▶ _Kutipan Halaman_:
•••••

Assalamualaikum warahmatullah Wabarakatuh Sobat Al-Hijrah
Salam Sejahtera dan Salam Sehat untuk Kita semua
Di Tahun 1945, Tepatnya Tanggal 17 Agustus adalah terjadinya Peristiwa Besar yang terjadi di Negara kita tercinta yaitu Indonesia. Yup pada Tanggal itu dilaksanakannya Proklamasi Kemerdekaan Indonesia diproklamirkan oleh Bung Karno dengan didampingi oleh Mohammad Hatta di sebuah rumah hibah dari Faradj Martak di Jalan Pegangsaan Timur No. 56, Jakarta Pusat. Dengan memproklamirkan kemerdekaan artinya bangsa kita atau negeri kita ini pantas untuk menjadi suatu negara dan bebas dari penjajah. 76 tahun Indonesia sudah merdeka, Apakah sudah merdeka se-utuhnya ?
Indonesia sudah jelas diakui secara de facto (Pengakuan suatu negara terhadap negara lain) dan de jure (pengakuan berdasarkan kaidah yang berlaku yang telah diatur dalam hukum internasional). Tetapi apakah Indonesia sudah merdeka 100% ? apakah hanya negaranya saja yang merdeka, warganya tidak?

•••••

▶ _Isi Data_:
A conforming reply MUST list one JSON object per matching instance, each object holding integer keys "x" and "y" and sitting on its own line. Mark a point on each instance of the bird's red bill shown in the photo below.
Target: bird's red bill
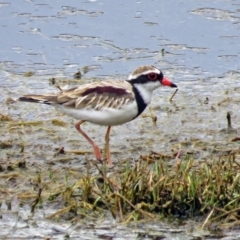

•••••

▶ _Tugas Anda_:
a) Dalam teks tentang Proklamasi Kemerdekaan Indonesia, apa arti memproklamirkan kemerdekaan bagi bangsa Indonesia? Jelaskan dalam satu sampai tiga kalimat.
b) Tuliskan lanjutan teks tentang Proklamasi Kemerdekaan Indonesia, dimulai setelah kalimat terakhirnya.
Baris-baris data tidak berperan sama sekali di sini.

▶ _Jawaban per Tugas_:
a) Memproklamirkan kemerdekaan berarti bangsa Indonesia pantas menjadi suatu negara dan bebas dari penjajah. Proklamasi itu dibacakan oleh Bung Karno, didampingi Mohammad Hatta, pada 17 Agustus 1945 di Jalan Pegangsaan Timur No. 56, Jakarta Pusat.

b)
76 tahun Indonesia merdeka bukanlah waktu yang singkat. Setiap perayaan hari kemerdekaan, masyarakat selalu menitipkan sejuta harapan untuk Indonesia yang lebih baik. Bagaimana Opini Kader Al-Hijrah terkait hal ini ? mari kita simak…
Dari Shidiq Umar Widodo
17 Agustus 1945, itulah hari kemerdekaan kita. Jika syarat sebuah negara merdeka, Indonesia telah memenuhinya. Berarti Indonesia memang sudah merdeka secara konstitusi.Namun, Indonesia bisa disebut juga belum merdeka. Arti dari merdeka di sini bukan secara konstitusi melainkan secara arti luas. Kenapa Indonesia belum merdeka? Karena Indonesia belum mampu mandiri sepenuhnya. Bahkan, masih banyak impor dari luar negeri. Miris sebetulnya ketika diminta untuk membeli produk asli Indonesia, tetapi masih banyak produk luar negeri dan kualitasnya lebih tinggi dari produk lokal. Melihat di lapangan, banyak rakyat Indonesia bekerja untuk orang asing. Padahal mereka berada di negerinya. Jika 76 tahun lalu Indonesia berhasil berperang melawan penjajah, kini Indonesia justru berperang melawan Bangsa sendiri. Jika 76 tahun lalu para pahlawan berhasil berjuang demi Bangsa, kini justru banyak oknum yang berjuang hanya demi kepentingan sendiri. Selayaknya perang senjata, korban tidak hanya dari mereka yang berperang, melainkan juga orang-orang lainnya. Begitu pun dengan perang kepentingan ini, yang jadi korban adalah bangsa Indonesia secara umum, bukan hanya oknum-oknum itu saja.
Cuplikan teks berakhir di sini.